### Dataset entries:
· · · ·

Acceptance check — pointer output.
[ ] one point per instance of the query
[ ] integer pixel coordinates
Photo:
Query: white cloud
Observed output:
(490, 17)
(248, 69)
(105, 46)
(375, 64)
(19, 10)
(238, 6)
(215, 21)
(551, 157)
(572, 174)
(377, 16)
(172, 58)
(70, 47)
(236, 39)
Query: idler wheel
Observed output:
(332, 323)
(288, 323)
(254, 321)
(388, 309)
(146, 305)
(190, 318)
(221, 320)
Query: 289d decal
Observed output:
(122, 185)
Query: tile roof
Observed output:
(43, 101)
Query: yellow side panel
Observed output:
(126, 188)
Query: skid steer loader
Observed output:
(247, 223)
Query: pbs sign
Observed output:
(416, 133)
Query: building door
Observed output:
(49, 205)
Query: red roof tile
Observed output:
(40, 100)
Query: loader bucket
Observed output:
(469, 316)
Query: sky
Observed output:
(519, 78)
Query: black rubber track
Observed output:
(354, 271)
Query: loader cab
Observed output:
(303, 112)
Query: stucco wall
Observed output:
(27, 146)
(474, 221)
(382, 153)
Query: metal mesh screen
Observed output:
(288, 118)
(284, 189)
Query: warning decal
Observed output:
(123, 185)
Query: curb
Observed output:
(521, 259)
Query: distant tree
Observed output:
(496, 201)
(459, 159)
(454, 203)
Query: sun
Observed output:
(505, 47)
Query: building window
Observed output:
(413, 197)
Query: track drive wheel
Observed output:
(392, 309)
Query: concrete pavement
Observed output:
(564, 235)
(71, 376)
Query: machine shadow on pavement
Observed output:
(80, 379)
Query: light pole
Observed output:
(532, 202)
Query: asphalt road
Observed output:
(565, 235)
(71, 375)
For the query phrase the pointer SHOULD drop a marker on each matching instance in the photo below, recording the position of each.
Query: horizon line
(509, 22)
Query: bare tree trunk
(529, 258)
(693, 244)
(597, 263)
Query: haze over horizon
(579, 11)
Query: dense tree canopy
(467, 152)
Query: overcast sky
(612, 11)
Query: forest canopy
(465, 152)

· · · ·

### Exercise prompt:
All of the data above must be retyped exactly.

### Response to this exercise:
Acceptance check — pointer output.
[ ] one point per instance of the query
[ ] integer pixel coordinates
Photo:
Query: white cloud
Observed output:
(490, 17)
(248, 69)
(105, 46)
(375, 64)
(19, 10)
(238, 6)
(215, 21)
(551, 157)
(572, 174)
(377, 16)
(172, 58)
(70, 47)
(236, 39)
Query: idler wheel
Observed output:
(332, 323)
(288, 323)
(254, 321)
(388, 309)
(146, 305)
(190, 318)
(221, 320)
Query: 289d decal
Observed output:
(122, 185)
Query: tile roof
Observed output:
(43, 101)
Query: yellow side panel
Observed output:
(126, 188)
Query: skid steer loader
Observed output:
(247, 223)
Query: pbs sign
Observed output:
(416, 133)
Query: building door
Observed output:
(49, 205)
Query: red roof tile
Observed output:
(40, 100)
Query: loader bucket
Observed output:
(469, 316)
Query: sky
Observed output:
(519, 78)
Query: black rubber track
Observed output:
(354, 271)
Query: loader cab
Observed output:
(303, 112)
Query: stucco wall
Observed output:
(27, 146)
(474, 221)
(382, 153)
Query: metal mesh screen
Observed output:
(288, 118)
(284, 189)
Query: warning decal
Observed output:
(123, 185)
Query: curb
Observed output:
(521, 259)
Query: distant tree
Observed output:
(496, 201)
(459, 159)
(454, 203)
Query: sun
Observed output:
(505, 47)
Query: building window
Observed output:
(413, 197)
Query: track drive wheel
Observed output:
(392, 309)
Query: concrete pavement
Observed output:
(564, 235)
(71, 376)
Query: machine shadow on pavement
Observed output:
(80, 379)
Query: light pole
Observed output:
(532, 202)
Query: asphalt road
Observed output:
(565, 235)
(71, 375)
For the query phrase the pointer SHOULD drop a marker on each matching instance in the photo below, recording the position of each.
Query: horizon line
(509, 22)
Query: bare tree trunk
(529, 258)
(693, 244)
(597, 263)
Query: haze over horizon
(579, 11)
Query: dense tree canopy
(467, 152)
Query: overcast sky
(612, 11)
Query: forest canopy
(465, 152)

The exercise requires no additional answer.